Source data
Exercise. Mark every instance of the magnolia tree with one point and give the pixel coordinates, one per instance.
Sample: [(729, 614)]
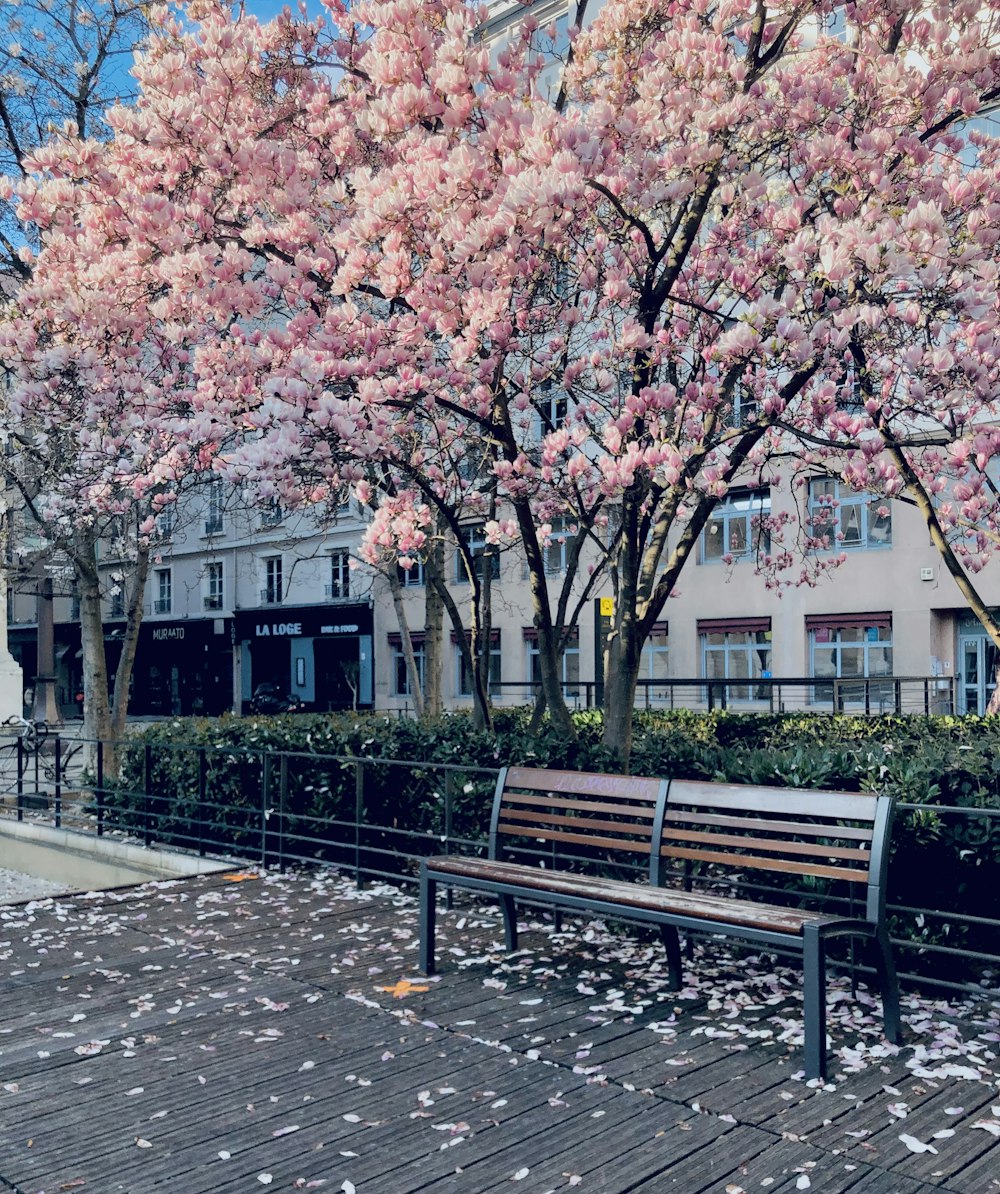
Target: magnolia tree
[(749, 240), (60, 67)]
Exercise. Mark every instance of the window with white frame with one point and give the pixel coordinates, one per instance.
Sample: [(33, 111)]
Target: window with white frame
[(735, 529), (738, 652), (551, 407), (851, 647), (845, 518), (215, 506), (556, 551), (654, 662), (401, 685), (411, 577), (272, 591), (162, 591), (213, 583), (271, 512), (464, 685), (480, 551), (166, 521), (569, 668), (339, 574)]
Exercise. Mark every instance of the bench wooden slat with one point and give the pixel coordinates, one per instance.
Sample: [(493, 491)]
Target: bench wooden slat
[(701, 905), (798, 801), (803, 829), (739, 861), (529, 818), (641, 812), (777, 845), (627, 787), (550, 835)]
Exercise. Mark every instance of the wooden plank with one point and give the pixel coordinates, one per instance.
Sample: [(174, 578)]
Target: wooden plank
[(777, 845), (739, 861), (641, 812), (588, 841), (625, 787), (800, 801), (516, 817), (804, 829)]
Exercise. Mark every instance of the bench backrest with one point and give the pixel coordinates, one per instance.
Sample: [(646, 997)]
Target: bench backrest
[(810, 834), (734, 828), (578, 812)]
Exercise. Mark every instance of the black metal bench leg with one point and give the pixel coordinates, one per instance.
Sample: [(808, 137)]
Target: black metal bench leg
[(814, 1001), (889, 985), (672, 946), (428, 896), (510, 922)]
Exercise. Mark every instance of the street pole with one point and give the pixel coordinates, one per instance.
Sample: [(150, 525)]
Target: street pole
[(45, 705)]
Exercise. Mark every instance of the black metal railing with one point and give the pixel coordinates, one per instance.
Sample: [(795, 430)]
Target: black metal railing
[(375, 818), (856, 694)]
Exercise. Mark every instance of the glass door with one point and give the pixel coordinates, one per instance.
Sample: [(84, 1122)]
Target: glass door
[(979, 674)]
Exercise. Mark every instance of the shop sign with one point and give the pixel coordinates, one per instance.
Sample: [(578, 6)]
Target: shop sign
[(161, 633), (278, 629)]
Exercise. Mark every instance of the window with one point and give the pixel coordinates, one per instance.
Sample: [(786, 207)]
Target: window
[(551, 407), (847, 518), (654, 654), (554, 48), (569, 669), (271, 512), (214, 591), (339, 574), (166, 521), (851, 646), (464, 685), (734, 530), (736, 651), (214, 509), (162, 586), (271, 594), (480, 551), (401, 685), (411, 577), (555, 553)]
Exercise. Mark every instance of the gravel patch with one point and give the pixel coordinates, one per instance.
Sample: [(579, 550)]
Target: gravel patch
[(17, 886)]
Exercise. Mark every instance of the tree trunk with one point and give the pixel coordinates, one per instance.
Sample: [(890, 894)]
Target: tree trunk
[(97, 711), (406, 641), (123, 675), (433, 629)]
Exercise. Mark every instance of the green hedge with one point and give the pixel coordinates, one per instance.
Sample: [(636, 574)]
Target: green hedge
[(942, 860)]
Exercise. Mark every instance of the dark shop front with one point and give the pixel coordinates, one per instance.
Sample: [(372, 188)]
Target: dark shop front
[(321, 654), (181, 669)]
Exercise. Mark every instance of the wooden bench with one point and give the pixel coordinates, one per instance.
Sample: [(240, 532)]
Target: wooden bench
[(729, 832)]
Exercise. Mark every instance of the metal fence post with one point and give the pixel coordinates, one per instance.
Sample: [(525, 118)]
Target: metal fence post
[(203, 780), (147, 783), (57, 777), (265, 787), (20, 780), (359, 807), (99, 788), (283, 787)]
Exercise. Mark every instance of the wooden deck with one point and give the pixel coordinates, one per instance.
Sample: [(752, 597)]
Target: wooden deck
[(226, 1036)]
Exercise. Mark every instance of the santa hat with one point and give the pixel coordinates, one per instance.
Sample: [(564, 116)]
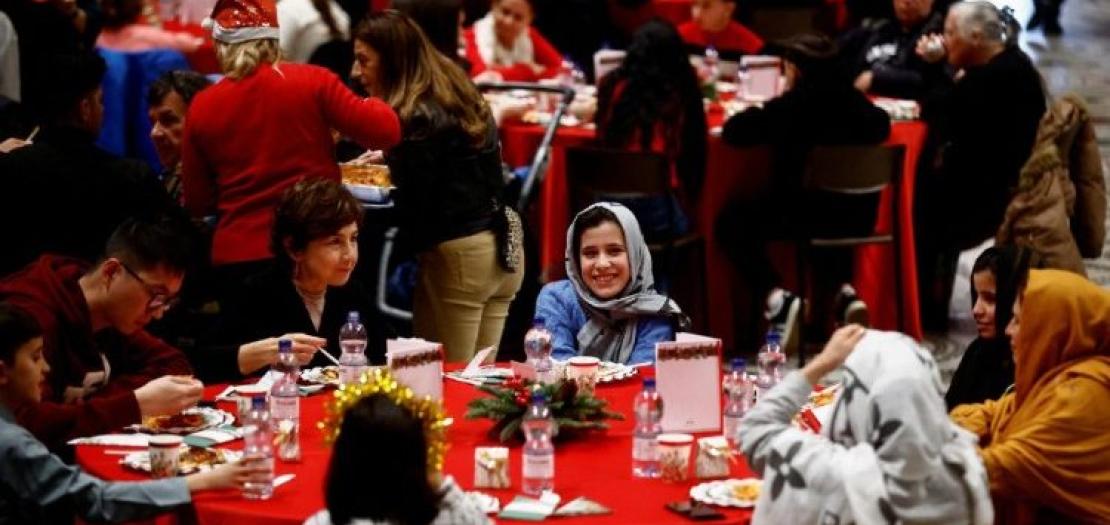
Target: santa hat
[(234, 21)]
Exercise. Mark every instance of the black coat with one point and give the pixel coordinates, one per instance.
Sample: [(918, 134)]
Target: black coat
[(269, 305), (886, 50), (980, 134), (64, 195), (985, 373), (446, 185)]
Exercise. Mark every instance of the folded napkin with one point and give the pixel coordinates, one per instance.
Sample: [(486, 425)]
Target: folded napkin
[(202, 438)]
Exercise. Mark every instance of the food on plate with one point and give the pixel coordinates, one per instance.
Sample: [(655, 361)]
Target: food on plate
[(825, 396), (366, 174), (185, 420), (195, 458), (746, 492)]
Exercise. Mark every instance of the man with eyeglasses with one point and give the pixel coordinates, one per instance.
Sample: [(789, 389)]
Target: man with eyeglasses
[(106, 371)]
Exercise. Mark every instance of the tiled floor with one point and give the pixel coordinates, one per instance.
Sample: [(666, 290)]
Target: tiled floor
[(1078, 61)]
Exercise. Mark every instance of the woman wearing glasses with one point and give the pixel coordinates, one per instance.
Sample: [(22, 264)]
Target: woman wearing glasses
[(305, 295)]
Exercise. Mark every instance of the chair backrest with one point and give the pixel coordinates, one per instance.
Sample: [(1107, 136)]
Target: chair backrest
[(598, 173), (853, 169)]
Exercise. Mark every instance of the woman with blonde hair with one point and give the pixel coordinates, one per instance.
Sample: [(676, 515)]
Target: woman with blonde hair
[(1046, 443), (448, 178), (266, 124)]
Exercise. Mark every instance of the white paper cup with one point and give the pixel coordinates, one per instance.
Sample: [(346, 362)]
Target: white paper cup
[(583, 371), (675, 456), (164, 451), (246, 395)]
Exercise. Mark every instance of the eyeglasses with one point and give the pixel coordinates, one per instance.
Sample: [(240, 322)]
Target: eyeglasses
[(159, 300)]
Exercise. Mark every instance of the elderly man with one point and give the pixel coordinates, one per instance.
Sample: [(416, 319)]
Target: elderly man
[(107, 372), (168, 101), (77, 192), (880, 57), (980, 134)]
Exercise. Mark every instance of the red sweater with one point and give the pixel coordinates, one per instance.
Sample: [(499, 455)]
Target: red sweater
[(735, 38), (48, 290), (544, 54), (248, 140)]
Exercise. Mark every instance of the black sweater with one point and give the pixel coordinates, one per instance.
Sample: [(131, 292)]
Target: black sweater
[(885, 49), (982, 132), (270, 306), (446, 187)]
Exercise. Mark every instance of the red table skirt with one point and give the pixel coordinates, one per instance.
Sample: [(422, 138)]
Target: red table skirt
[(595, 466), (725, 178), (678, 11)]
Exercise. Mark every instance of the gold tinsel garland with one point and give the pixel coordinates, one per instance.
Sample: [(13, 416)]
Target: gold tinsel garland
[(379, 381)]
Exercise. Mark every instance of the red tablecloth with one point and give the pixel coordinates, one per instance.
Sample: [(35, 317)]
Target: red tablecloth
[(596, 466), (725, 177), (678, 11)]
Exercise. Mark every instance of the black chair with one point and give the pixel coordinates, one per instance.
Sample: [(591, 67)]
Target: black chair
[(854, 170), (598, 174)]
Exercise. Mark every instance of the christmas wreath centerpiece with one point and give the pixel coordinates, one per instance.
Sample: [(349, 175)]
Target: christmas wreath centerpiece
[(571, 410)]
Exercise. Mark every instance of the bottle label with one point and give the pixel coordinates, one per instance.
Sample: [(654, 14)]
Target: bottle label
[(540, 466), (732, 425), (645, 450), (282, 407)]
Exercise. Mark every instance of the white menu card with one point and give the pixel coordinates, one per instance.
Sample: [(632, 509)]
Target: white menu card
[(416, 364), (687, 376)]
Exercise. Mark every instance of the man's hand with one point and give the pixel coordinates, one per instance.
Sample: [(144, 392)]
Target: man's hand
[(169, 394), (262, 353), (836, 351), (11, 144), (864, 81), (931, 48)]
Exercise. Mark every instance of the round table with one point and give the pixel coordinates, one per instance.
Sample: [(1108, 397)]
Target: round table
[(597, 466)]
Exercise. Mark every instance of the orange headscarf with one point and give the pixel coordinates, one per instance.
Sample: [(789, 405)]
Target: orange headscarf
[(1047, 444)]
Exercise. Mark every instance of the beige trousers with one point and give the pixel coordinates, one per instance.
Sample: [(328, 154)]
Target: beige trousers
[(463, 295)]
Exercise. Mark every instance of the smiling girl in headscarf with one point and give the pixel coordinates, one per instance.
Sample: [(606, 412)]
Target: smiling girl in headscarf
[(607, 306), (1047, 443), (889, 454)]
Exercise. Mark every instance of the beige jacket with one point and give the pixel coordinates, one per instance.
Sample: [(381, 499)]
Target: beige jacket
[(1059, 207)]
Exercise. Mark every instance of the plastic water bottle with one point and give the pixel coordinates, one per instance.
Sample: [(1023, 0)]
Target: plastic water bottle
[(259, 450), (285, 404), (537, 346), (770, 360), (739, 387), (648, 410), (538, 453), (353, 343), (712, 63)]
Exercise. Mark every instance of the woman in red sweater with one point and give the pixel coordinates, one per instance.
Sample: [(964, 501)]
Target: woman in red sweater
[(504, 46), (266, 124)]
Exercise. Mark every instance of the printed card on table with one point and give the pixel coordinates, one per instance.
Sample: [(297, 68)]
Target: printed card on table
[(417, 364), (687, 376)]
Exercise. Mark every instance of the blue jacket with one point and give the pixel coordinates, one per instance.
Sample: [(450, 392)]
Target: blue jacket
[(563, 315)]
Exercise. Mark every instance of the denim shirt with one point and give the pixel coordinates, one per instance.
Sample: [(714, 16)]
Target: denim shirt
[(33, 478), (564, 316)]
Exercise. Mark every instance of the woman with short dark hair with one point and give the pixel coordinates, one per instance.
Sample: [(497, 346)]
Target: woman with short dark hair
[(450, 181), (305, 294)]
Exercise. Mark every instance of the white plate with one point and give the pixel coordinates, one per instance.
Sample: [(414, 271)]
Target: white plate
[(140, 461), (213, 417), (612, 372), (316, 375), (720, 493)]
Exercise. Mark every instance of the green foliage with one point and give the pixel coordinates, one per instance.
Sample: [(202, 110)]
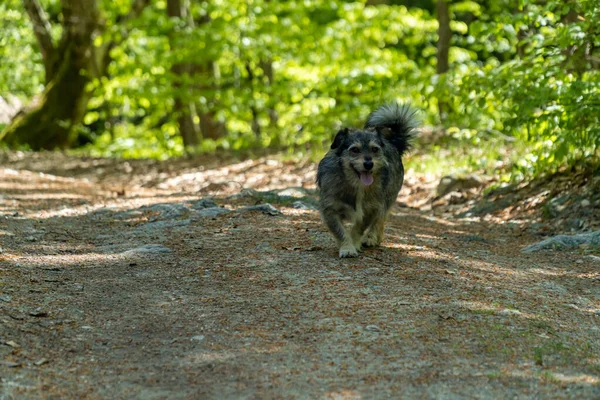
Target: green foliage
[(21, 67), (527, 72), (546, 92)]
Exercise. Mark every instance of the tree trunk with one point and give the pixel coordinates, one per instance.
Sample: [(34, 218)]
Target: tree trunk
[(185, 111), (51, 124), (443, 46), (69, 67)]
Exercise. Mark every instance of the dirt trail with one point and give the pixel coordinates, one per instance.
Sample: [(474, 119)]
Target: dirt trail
[(125, 280)]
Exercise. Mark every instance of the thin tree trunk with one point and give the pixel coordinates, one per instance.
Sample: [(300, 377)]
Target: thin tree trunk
[(63, 104), (443, 46), (69, 67), (184, 109)]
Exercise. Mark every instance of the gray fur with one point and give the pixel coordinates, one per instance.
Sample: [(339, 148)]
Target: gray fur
[(400, 119), (345, 197)]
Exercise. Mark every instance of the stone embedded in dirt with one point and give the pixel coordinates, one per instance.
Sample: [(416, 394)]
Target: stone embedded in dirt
[(10, 364), (212, 212), (561, 242), (293, 192), (553, 287), (373, 328), (472, 238), (301, 205), (167, 211), (38, 312), (266, 208), (203, 203), (508, 311), (281, 196), (453, 183), (78, 287), (148, 249)]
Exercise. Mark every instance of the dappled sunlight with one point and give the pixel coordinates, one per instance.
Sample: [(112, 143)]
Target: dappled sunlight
[(553, 376)]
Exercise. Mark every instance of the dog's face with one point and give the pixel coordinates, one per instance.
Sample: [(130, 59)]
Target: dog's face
[(361, 152)]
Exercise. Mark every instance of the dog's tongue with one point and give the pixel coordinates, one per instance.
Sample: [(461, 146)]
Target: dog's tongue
[(366, 178)]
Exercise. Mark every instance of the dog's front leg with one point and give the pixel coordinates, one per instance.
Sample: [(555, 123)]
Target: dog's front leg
[(344, 238)]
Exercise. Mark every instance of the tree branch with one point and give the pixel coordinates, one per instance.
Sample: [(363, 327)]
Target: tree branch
[(41, 26)]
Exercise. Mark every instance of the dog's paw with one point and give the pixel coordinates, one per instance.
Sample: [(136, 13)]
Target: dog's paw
[(371, 240), (348, 251)]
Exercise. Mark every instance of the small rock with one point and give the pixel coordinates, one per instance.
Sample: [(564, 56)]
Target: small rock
[(301, 205), (212, 212), (565, 242), (78, 287), (508, 311), (372, 271), (38, 312), (266, 208), (373, 328), (204, 203), (453, 183), (148, 249), (10, 364), (5, 297), (472, 238)]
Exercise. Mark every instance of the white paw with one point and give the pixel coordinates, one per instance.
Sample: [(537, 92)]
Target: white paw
[(371, 240), (348, 250)]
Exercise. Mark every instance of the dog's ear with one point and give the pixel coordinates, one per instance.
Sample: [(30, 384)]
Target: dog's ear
[(386, 133), (339, 138)]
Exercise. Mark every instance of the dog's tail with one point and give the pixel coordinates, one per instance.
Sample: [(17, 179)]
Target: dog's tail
[(396, 123)]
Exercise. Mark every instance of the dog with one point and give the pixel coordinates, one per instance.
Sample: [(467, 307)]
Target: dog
[(361, 175)]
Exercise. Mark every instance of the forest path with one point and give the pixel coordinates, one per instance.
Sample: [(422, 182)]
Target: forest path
[(162, 281)]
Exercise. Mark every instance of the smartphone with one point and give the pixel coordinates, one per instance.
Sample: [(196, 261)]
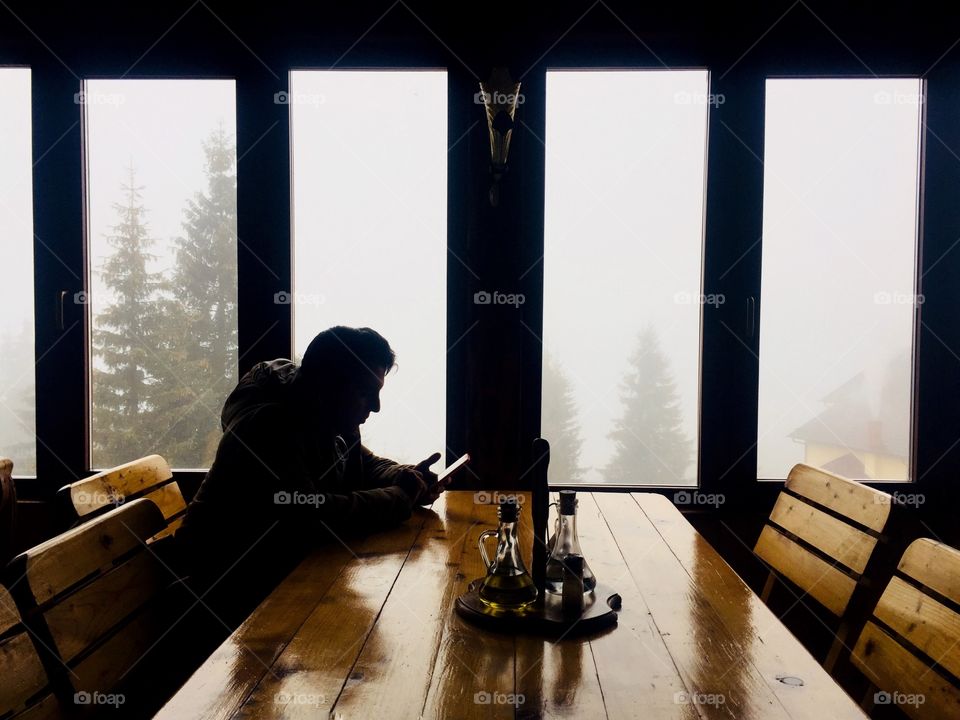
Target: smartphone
[(453, 467)]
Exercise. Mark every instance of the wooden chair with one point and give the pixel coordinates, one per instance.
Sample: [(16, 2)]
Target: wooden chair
[(820, 535), (148, 477), (8, 510), (99, 598), (910, 647), (24, 689)]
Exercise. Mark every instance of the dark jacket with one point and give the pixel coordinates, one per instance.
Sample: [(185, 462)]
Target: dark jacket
[(283, 480)]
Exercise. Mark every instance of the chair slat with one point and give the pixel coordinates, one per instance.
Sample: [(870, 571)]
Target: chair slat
[(53, 566), (113, 486), (933, 565), (93, 610), (843, 542), (814, 575), (169, 499), (854, 500), (926, 623)]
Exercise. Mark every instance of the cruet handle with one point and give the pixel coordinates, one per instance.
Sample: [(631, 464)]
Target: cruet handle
[(483, 548)]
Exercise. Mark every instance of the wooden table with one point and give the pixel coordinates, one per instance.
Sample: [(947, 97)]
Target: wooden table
[(370, 632)]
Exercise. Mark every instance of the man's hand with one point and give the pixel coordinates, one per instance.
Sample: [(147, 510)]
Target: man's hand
[(433, 486)]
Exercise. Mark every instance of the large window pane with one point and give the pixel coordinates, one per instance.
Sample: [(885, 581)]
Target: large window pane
[(17, 376), (370, 195), (162, 221), (839, 268), (625, 175)]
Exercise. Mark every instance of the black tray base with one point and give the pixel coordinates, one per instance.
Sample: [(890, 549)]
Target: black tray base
[(545, 616)]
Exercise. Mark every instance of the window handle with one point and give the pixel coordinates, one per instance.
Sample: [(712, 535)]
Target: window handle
[(60, 310)]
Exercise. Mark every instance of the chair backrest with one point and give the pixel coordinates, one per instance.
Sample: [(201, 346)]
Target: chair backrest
[(8, 510), (821, 533), (910, 647), (148, 477), (94, 594), (25, 689)]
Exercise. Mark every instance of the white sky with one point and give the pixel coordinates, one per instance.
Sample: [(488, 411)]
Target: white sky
[(623, 237), (624, 206), (370, 229), (839, 227)]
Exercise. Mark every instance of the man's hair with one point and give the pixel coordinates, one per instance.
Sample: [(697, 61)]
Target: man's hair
[(345, 352)]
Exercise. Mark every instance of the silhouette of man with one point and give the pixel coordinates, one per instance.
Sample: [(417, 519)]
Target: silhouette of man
[(290, 470)]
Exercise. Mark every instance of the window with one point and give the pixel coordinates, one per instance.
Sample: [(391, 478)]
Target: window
[(162, 247), (840, 199), (17, 373), (369, 155), (622, 274)]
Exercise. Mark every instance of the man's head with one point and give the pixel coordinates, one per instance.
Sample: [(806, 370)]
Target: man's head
[(345, 367)]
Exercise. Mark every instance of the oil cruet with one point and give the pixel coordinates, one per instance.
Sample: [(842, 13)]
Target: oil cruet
[(565, 543), (507, 585)]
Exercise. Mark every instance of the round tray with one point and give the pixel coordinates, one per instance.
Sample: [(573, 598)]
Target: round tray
[(545, 616)]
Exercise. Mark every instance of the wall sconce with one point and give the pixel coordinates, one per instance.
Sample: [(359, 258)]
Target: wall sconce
[(500, 98)]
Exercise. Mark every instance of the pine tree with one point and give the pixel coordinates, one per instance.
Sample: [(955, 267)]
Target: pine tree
[(651, 446), (200, 313), (559, 425), (126, 365)]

The request
Return, character for character, the rows from the start of the source data through the line containing "668), (339, 574)]", and omit any picture from your answer.

Finished answer
Exercise. Mark every instance of the magnolia tree with one point and give the pixel coordinates, one per instance.
Sample: [(729, 614)]
Target: magnolia tree
[(749, 240), (60, 67)]
Exercise. Mark every instance of the window with white frame with one point and give the pixel coordinates, one per instance.
Sample: [(33, 111)]
Target: window with white frame
[(735, 529), (738, 652), (551, 407), (851, 647), (845, 518), (215, 506), (556, 551), (654, 662), (401, 685), (411, 577), (272, 591), (162, 591), (213, 583), (271, 512), (464, 685), (480, 551), (166, 521), (569, 668), (339, 574)]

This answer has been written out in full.